***** Page excerpt

An outstanding problem in algebraic number theory has been how to count the number of points on ‘hyperelliptic curves’ that have rational coordinates, which is the same as asking how many rational solutions does a hyperellptic equation have? The answer, it turns out, following Bhargava’s work, depends on the degree of the curve.

One can easily see that the number of rational solutions of a polynomial equation of degree 1, such as y = 9x + 4, is infinite: any rational value for x produces a rational value for y, and vice versa. Quadratics, such as, such as y2 = 2x2 + 5x – 3, have either no rational solutions or infinitely many. For curves of degree 1 and 2, there is an effective way of finding all the rational points. In 1983, Gerd Faltings, director of Max Planck Institute for Mathematics, Bonn, showed that for degree 5 and more there are only finitely many rational points. That left unresolved the cases of degree 3 – the elliptic curves – and of degree 4.

Finding rational points for elliptic curves is, however, not an easy matter. They can have zero, finitely many, or infinitely many rational solutions. When does a cubic equation have infinitely many solutions has been a central question in number theory since Pierre de Fermat in the 17th Century. In the recent past mathematicians have attempted to devise algorithms to decide whether a given elliptic curve has finitely many or infinite rational points but that route took them nowhere. They have only been able to guess how often these different possibilities arise.

**********

◆ **Exercises to complete**:
1. Rescale the entries below from the line with "Place one point on every instance of the rocky" to the line with "[(235, 18)]", reproducing each request unchanged and multiplying every coordinate in the answers by 1.5, rounded to whole numbers with halves rounded up.
2. Extend the passage above on counting rational points on hyperelliptic curves, picking up right after its final sentence.

***** Supplied records

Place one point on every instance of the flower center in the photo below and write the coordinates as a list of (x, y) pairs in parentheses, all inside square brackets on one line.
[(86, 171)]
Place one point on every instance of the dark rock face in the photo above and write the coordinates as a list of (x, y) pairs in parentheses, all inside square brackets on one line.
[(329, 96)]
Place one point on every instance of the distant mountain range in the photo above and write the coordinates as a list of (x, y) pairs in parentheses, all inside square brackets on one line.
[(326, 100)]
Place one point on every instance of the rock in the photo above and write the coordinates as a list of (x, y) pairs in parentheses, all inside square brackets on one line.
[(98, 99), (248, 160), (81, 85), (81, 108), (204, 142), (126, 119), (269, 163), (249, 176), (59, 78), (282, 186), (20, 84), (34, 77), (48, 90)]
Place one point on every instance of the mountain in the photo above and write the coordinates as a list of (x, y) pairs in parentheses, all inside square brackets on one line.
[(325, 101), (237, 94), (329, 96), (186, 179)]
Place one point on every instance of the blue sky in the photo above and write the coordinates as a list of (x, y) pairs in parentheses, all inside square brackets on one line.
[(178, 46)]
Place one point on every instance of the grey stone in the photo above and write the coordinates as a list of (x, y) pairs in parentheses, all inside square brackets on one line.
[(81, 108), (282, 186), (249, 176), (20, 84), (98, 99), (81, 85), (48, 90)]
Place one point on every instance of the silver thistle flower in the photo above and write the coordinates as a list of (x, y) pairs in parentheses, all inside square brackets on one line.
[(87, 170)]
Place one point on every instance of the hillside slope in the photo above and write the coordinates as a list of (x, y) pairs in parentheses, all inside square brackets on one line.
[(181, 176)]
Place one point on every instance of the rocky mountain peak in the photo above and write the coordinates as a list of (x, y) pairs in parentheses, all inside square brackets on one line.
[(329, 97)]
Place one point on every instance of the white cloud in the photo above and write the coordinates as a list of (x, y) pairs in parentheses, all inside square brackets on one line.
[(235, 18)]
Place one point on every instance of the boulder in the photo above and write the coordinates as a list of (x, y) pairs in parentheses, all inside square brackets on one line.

**********

◆ **Outputs by task**:
1.
Place one point on every instance of the rocky mountain peak in the photo above and write the coordinates as a list of (x, y) pairs in parentheses, all inside square brackets on one line.
[(494, 146)]
Place one point on every instance of the white cloud in the photo above and write the coordinates as a list of (x, y) pairs in parentheses, all inside square brackets on one line.
[(353, 27)]

2.
But once you have found some rational points on an elliptic curve, it becomes possible to generate more by using the simple connecting-the-dots method. For example (see fig.), if you draw a line through two rational points, it usually intersects the elliptic at exactly one more point, which is again a rational point. But the opposite, namely given one rational point finding the two rational points that would generate it. This is what underlies the use of elliptic curves in cyber security.

connecting the dots method

Connecting-the dots method: Given two rational points of an elliptic curve y2 = x3 + 2x + 3, the point at which the line through those points intersects the curve at one more point is guaranteed to be a rational point. This connect-the-dots procedure is a means to generate all of an elliptic curve’s rational points starting from a small finite number. (Credit: Quanta, illustration by Manjul Bhargava)

Curve’s rank

When the number of rational points of an elliptic curve is infinite, the smallest number of rational points that can generate essentially all the rational points is called the curve’s rank. When the infinite set of rational points can be generated essentially from just one point, the curve has rank 1, and so on. When the number of rational points is finite or none at all, the rank is 0.

In 1992 Armand Brumer showed that a 1965 conjecture made by Birch and Swinnerton-Dyer (BSD) implied that the average rank of the group of rational points of an elliptic curve defined over rational numbers is bounded. Later in 1979 Dorian Goldfeld conjectured that the bound is, in fact, is equal to ½. That is, in a statistical sense, half of all elliptic curves have rank 0 and half have rank 1. Previously, however, mathematicians did not even know that the average rank was finite (let alone ½).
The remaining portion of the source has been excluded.